This is from Applications of the Derivative under Curvilinear Motion:
So a rocket follows a path given by y=x-(1/90)x^3. Distance in km.
If the horizontal velocity is Vx=x, find the magnitude and direction of the velocity when the rocket hits the ground, if time is in minutes.
So I have so far = I do the product rule
dx/dy=1-(1/90)x^3 + x-(1/30)x^2(dx/dt)
So then I multiply by 90 to get rid of the 90 and 30.
So I have now
Vy=-x^3+90X-0.1x^3
Gives me now
Vy = -1.1x^3+90x
I am stuck at this part and I don't know if I did this correct??
How do I solve with Vx=x???
Can someone direct me in the right direction.
Thanks
Joanne
OK I kinda somewhat understand. what I am not getting is that you have dy/dt is that not Vy?? Why sub in the V, is what I am lost on now?
Sorry to keep asking, something is not clear to me here.
Ok looking at it and going over it. the -18.9734 us tge Vy component of it.
V is the resultant in a way then? correct?
I think my confusion is this:
dy/dx is Vy and your saying dy/dt is the same as Vy. So dx/dy is Vx and dx/dt is the same correct??
But regarding to time, it's the dy or dx over dt correct?? to still solve Vy or Vx? See the teacher never really covered this in class.
My book does not explain it that well, so I think this is where my confusion is. Trying to find info online is not that helpful either.
Jo
I do appreciate the help very much!

◆ **Data section**
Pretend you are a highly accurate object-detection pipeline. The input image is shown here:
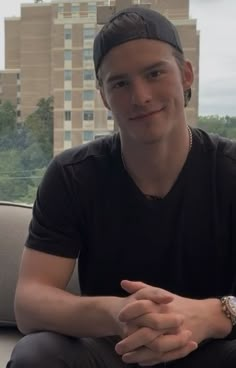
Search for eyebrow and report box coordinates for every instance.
[107,61,168,84]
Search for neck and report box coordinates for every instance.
[121,126,192,198]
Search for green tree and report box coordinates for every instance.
[25,97,53,166]
[198,115,236,139]
[0,101,16,136]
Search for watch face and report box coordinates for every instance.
[228,296,236,316]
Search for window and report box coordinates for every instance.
[57,4,64,14]
[83,130,93,141]
[84,28,95,40]
[64,91,71,101]
[83,90,94,101]
[64,50,72,60]
[88,3,97,15]
[84,69,94,80]
[71,4,79,16]
[65,111,71,121]
[64,69,72,80]
[64,130,71,141]
[64,28,72,40]
[84,111,93,120]
[83,49,93,60]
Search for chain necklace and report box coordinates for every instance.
[121,125,193,200]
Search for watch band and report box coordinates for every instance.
[220,295,236,326]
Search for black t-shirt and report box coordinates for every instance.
[27,129,236,298]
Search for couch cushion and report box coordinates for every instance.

◆ **Required tasks**
[a] Answer these questions about the rocket thread:
(i) What equation gives the rocket's path?
(ii) In what unit is time measured?
(iii) By what number does the poster multiply to get rid of the 90 and 30?
[b] Please output the part of the rocket thread that opens with the words containing "If the horizontal" and closes with "the right direction.".

◆ **Results for the exercise**
[a]
(i) y=x-(1/90)x^3
(ii) Minutes
(iii) 90

[b]
If the horizontal velocity is Vx=x, find the magnitude and direction of the velocity when the rocket hits the ground, if time is in minutes.
So I have so far = I do the product rule
dx/dy=1-(1/90)x^3 + x-(1/30)x^2(dx/dt)
So then I multiply by 90 to get rid of the 90 and 30.
So I have now
Vy=-x^3+90X-0.1x^3
Gives me now
Vy = -1.1x^3+90x
I am stuck at this part and I don't know if I did this correct??
How do I solve with Vx=x???
Can someone direct me in the right direction.